Tasks to complete:
A. Decide whether each statement agrees with the blog excerpt, answering yes or no and quoting the deciding words: (i) Yesterday's lunch was at IHOP. (ii) The writer's mother went to the fireworks at Adado Park. (iii) The writer and her sister tried a sunrise hike on Sunday.
B. List the title of every dated post in the blog excerpt.
C. According to the blog excerpt, what play did the writer see as a matinee at the local regional theater?

┌─ Selected passage

My India fam is visiting with friends until Friday morning. Another friend may come to us from Friday to Sunday (when they will leave). Yesterday's lunch choice was IHOP ( a solid choice) but I slipped up and got into a debate about politics (bad choice). 

I wonder if this is why I live so far away? I don't know that I could take people I love so much saying stuff all the time like, "But if you give the poor things for free they'll become lazy and won't work." When I heard that, I went hot and my voice got very quavery. I know how precarious the day-to-day is for so many people and how hard they work at all sorts of things so they can stay alive. 

And then I heard it, the constant chorus from my childhood: "Don't be so idealistic."

But why the heck not?

Tuesday, July 08, 2025

prayer for a future tide

hollows show with stars
in sequence all these years 
paralyzed only by the possibility
of time... if this world were mine
*
we'd follow the ripples on the path 
to where we widen daily treads
into the light, though the trail 
turns water as salty as tears  
*
the sound of the sea is
so close to the humming om 
of planets... of eternity folding--
dissolving all we can ever know... 
*
reversing presents, lining calendar
days in black, and yet bringing
the urgent surf of every day 
where we learn to love
__________
Pic: Nu's photo of Amma, Chelli, and me. I love that that there are complimentary wheelchairs at most museums. 

Monday, July 07, 2025

going through the (e)motions

Off to Grand Rapids today to visit the #1 Sculpture Park in the USA (are there others?) and then dinner at a friend's place until late at night when we had to break away to do our nightly video call with dad.

Already mom is feeling some anxiety about being away from dad.

Already I feel like I'm going through the motions and not enjoying this moment as much as I could be. I know I'll look back on this trip... I know we couldn't have done more, but I think I could do better compartmentalizing some of my grief about SLE so not making more of this amazing time we have together doesn't become another regret to tote. 

Pic: Sis, Nu, and mom at Meijer Gardens. The majestic greenhouses are in the background.

Sunday, July 06, 2025

meta

I can't believe it has been a week (since my fam arrived, since SLE died... how is life so unrelentingly incessant?).

My sister and I took off for an early morning hike. We did a couple of midday ones last week, but the heat seemed to exacerbate her sadly near-constant migraine, so we thought we'd try a sunrise trek today. 

Later in the afternoon a matinee of Incident at Our Lady of Perpetual Help at our local regional Theater. So hilarious (and Irish!) that when Nu and Big A heard about it at dinner they wanted to see it too, so I'm taking them next week. 

Pic: Being meta about my sister's tee and photography at the Beal Gardens pond. 

Saturday, July 05, 2025

sweet liberation

With all the horribleness about the big, bad bill--it didn't particularly feel like I wanted to celebrate this fourth of July yesterday. 

But American fireworks are truly spectacular, so I felt compelled to offer to take the fam to the outdoor symphony and fireworks at Adado Park. TBH, I was relieved that my mom begged off citing jetlag, especially since waiting for it to get dark enough for fireworks could mean she had to stay up until 10:30 or later...

└─
┌─ Data records

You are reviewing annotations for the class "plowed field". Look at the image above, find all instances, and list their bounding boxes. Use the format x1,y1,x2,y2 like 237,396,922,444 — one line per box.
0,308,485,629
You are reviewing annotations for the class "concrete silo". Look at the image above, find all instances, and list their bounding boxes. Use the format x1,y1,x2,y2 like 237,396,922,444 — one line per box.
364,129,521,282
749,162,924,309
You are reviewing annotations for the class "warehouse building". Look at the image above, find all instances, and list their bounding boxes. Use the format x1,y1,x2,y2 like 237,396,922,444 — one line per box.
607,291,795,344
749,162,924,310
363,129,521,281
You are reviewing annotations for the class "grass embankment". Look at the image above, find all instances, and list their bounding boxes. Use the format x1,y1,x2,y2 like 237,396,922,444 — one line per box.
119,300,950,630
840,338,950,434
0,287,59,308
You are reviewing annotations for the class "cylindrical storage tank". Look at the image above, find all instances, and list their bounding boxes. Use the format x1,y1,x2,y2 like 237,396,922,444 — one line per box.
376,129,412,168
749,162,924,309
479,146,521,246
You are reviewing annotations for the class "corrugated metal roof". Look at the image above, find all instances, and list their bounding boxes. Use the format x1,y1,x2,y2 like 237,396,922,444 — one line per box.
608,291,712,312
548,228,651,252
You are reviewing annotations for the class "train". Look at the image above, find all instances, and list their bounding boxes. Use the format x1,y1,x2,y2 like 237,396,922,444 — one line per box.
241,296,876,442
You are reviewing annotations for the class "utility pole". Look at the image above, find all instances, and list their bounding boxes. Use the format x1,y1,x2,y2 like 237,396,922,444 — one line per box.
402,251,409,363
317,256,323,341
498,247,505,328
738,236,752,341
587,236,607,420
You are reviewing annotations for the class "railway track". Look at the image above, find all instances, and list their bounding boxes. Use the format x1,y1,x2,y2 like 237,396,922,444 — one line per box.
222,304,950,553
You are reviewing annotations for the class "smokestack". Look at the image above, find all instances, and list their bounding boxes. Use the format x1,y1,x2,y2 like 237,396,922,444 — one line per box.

└─

Solutions below:
A.
(i) Yes: "Yesterday's lunch choice was IHOP"
(ii) No: "I was relieved that my mom begged off citing jetlag"
(iii) Yes: "so we thought we'd try a sunrise trek today"

B.
prayer for a future tide
going through the (e)motions
meta
sweet liberation

C. Incident at Our Lady of Perpetual Help